REQUIRED WORK:
Pick out and copy every line below that contains the string "overhang". Case counts.
________________________________________
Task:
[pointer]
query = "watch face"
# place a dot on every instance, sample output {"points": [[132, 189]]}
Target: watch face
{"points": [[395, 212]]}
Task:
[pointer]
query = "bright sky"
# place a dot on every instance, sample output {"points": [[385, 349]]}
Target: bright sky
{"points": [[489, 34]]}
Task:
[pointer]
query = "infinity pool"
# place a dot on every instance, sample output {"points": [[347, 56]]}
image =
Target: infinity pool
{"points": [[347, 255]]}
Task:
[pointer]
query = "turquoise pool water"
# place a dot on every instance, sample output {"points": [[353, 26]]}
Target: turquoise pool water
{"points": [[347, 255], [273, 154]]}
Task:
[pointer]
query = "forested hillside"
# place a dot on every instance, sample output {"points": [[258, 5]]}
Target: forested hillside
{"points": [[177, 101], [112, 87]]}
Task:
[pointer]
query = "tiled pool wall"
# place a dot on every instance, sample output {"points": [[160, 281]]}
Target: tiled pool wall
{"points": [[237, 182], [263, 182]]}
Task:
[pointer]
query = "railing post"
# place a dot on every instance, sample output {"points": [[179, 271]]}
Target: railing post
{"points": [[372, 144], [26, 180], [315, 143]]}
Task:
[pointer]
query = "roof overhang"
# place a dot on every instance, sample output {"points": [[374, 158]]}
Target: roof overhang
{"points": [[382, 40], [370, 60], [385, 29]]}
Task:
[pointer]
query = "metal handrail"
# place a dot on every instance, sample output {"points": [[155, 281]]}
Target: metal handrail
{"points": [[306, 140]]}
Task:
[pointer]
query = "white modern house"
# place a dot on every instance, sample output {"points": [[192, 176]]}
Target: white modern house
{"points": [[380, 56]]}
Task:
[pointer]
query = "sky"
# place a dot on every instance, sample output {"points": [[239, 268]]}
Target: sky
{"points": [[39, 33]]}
________________________________________
TASK OUTPUT:
query = "roof overhang"
Target: roof overhang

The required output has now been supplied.